DIRECTION A: Please extract the passage of the YOLO-MS readme that begins at the words "- Aug, 2023: Our" and ends after the words "Activate your environment!".
DIRECTION B: According to the YOLO-MS readme, when did the code become publicly available?
DIRECTION C: Translate this sentence from the YOLO-MS readme into Spanish: "Future work can be found in todo.md."

DOCUMENT SECTION:
▬▬▬
This repository contains the official implementation of the following paper:
YOLO-MS: Rethinking Multi-Scale Representation Learning for Real-Time Object Detection
Yuming Chen, Xinbin Yuan, Ruiqi Wu, Jiabao Wang, Qibin Hou, Ming-Ming Cheng
Under review
[Homepage (TBD)] [Paper] [知乎 (TBD)] [集智书童] [Poster (TBD)] [Video (TBD)]
- 📄 Table of Contents
- ✨ News 🔝
- 🛠️ Dependencies and Installation 🔝
- 👼 Quick Demo 🔝
- 🤖 Training and Evaluation 🔝
- 🏡 Model Zoo 🔝
- 🏗️ Supported Tasks 🔝
- 📖 Citation 🔝
- 📜 License 🔝
- 📮 Contact 🔝
- 🤝 Acknowledgement 🔝
✨ News 🔝
Future work can be found in todo.md.
- Aug, 2023: Our code is publicly available!
🛠️ Dependencies and Installation 🔝
We provide a simple scrpit
install.sh
for installation, or refer to install.md for more details.
-
Clone and enter the repo.
git clone https://github.com/FishAndWasabi/YOLO-MS.git cd YOLO-MS
-
Run
install.sh
.bash install.sh
-
Activate your environment!
conda activate YOLO-MS
👼 Quick Demo 🔝
python demo/image_demo.py ${IMAGE_PATH} ${CONFIG_FILE} ${CHECKPOINT_FILE} [optional arguments]
# for sam output
python demo/sam_demo.py ${IMAGE_PATH} ${CONFIG_FILE} ${CHECKPOINT_FILE} --sam_size ${SAM_MODEL_SIZE} --sam_model ${SAM_MODEL_PATH}
You could run python demo/image_demo.py --help
to get detailed information of this scripts.
Detailed arguments
positional arguments:
img Image path, include image file, dir and URL.
▬▬▬
SOURCE DATA:
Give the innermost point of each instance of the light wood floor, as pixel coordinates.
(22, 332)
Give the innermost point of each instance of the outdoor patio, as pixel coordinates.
▬▬▬
WRITTEN REPLY A:
- Aug, 2023: Our code is publicly available!
🛠️ Dependencies and Installation 🔝
We provide a simple scrpit
install.sh
for installation, or refer to install.md for more details.
-
Clone and enter the repo.
git clone https://github.com/FishAndWasabi/YOLO-MS.git cd YOLO-MS
-
Run
install.sh
.bash install.sh
-
Activate your environment!

WRITTEN REPLY B: August 2023.

WRITTEN REPLY C: El trabajo futuro se puede encontrar en todo.md.